_Texte de lecture_:
============================================================
Mulot à bord
Juillet
2004
A
Campolara, chaque année on a des passagers clandestins.
Nos fidèles lecteurs connaissent la mascotte
de Campolara, un reptile de taille honorable qui a
donné lieu à un récit mémorable il y a quelques années.
L'histoire du jour se termine mieux pour le clandestin.
En fait, le vol se déroulait plutôt bien.
Un point de virage à Soria, et une branche avec des
plafonds très élevés, du grand Campolara comme on aimerait
en voir plus souvent. Enfin, ça c'est mon point de vue.
Sous mes fesses, c'était différent. Monté le long du train
nuitamment, se nourrissant de graines, herbes et miettes
de petits gâteaux, le mulot trouvait la vie sympa,
jusqu'au décollage où la poussière et les soubresauts lui
ont fait changer d'avis. Fuyant un courant d'air violent,
il s'est réfugié dans un recoin, attendant la fin de ce
qui ressemblait furieusement à un orage, sans pluie.
============================================================
_Données extraites_:
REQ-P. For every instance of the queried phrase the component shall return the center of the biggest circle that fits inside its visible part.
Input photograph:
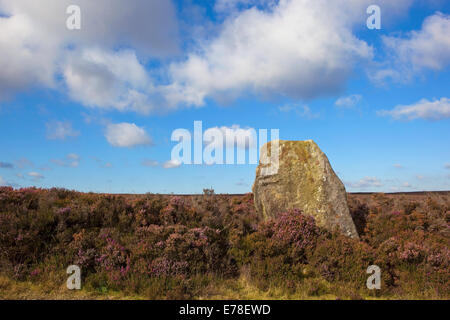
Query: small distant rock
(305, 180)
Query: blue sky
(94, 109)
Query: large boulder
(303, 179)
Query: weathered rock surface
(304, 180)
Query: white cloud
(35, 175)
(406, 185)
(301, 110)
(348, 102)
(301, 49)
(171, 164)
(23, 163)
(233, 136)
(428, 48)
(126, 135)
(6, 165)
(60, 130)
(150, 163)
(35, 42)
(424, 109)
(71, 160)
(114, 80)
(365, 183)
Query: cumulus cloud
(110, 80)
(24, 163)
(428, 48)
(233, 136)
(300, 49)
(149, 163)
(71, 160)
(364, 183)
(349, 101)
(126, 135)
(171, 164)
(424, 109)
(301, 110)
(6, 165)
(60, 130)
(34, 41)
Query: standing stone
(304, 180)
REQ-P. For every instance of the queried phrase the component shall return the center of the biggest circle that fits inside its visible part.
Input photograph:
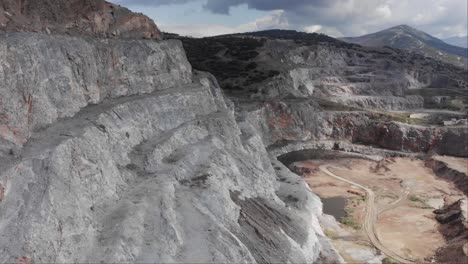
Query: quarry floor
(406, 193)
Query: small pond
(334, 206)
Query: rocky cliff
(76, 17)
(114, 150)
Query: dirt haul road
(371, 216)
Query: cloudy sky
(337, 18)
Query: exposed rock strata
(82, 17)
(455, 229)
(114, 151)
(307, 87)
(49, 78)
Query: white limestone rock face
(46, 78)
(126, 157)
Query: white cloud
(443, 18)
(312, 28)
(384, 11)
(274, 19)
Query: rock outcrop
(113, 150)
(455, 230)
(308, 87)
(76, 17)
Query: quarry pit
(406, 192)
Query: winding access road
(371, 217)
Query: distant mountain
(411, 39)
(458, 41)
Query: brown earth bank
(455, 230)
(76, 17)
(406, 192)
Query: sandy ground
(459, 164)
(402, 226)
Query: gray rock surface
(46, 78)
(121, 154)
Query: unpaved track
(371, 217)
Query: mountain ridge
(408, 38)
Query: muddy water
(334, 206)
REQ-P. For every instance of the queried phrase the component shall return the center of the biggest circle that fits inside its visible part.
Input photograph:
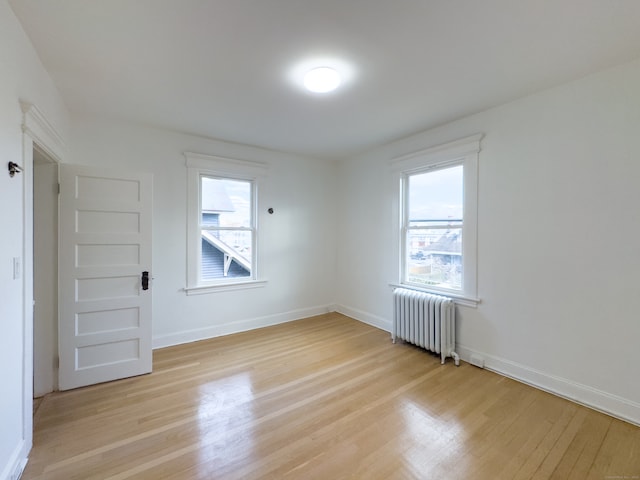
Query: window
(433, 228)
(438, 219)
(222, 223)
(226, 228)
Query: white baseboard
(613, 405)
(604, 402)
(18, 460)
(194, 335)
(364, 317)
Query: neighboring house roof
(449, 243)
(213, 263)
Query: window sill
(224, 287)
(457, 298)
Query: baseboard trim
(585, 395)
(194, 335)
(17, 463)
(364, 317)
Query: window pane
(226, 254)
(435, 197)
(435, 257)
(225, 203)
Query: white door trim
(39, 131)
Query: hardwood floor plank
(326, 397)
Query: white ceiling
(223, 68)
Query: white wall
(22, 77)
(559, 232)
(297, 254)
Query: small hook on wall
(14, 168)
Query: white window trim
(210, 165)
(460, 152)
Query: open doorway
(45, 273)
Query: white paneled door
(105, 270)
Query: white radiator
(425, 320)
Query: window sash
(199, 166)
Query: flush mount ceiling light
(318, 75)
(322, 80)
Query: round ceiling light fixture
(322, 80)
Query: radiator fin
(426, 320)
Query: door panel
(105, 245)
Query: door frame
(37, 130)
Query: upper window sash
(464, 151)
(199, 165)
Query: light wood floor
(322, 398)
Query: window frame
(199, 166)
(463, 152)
============================================================
_Tâche courte 1_: D'après le récit du mulot à bord, de quoi le mulot se nourrissait-il avant le décollage ?
_Tâche courte 2_: Prolongez le récit du mulot à bord à partir de sa dernière phrase.

_Résultat de l'exercice 1_: De graines, d'herbes et de miettes de petits gâteaux.

_Résultat de l'exercice 2_:
Lorsque la situation fut plus calme, il constata que la
nuit était précoce, et surtout que la sortie était
obstruée. Boâââ pensa-t-il, Il y a de quoi bouffer, on
verra bien. Il commença a déchanter après quelques heures,
lorsque le température commença à vraiment chuter voire
devenir négative. Il se dit que vers la lumière, il ferait
peut-être plus chaud.
Effectivement, à 4800 mètres même en juillet en Castille,
il fait froid, et il vaut mieux voyager au poste de
pilotage qu'en soute. C'est ainsi que je sentis une
morsure sur mon index gauche, qui traînait immobile non
loin du compensateur. Bin oui, sur le pégase, il n'y a pas
de volets à manipuler, on se contente du compensateur. Je
jette un oeil, et je vois le mulot se balader sur ma main
gauche. Pas eu le temps de le coincer, il était déjà sur
les palonniers, à me narguer. Une tentative de mise en
apesanteur se soldant par un vol de cartes, crayon,
gâteaux secs et autres babioles non attachées, on décide
une trêve, à 4500 mètres, d'autant que le pégase n'est pas
autorisé voltige et que les turbulences volontaires ont
fait filer le reste du paquet de gâteaux secs vers les
palonniers au plus grand profit du clandestin. Pour
récupérer le paquet, galère.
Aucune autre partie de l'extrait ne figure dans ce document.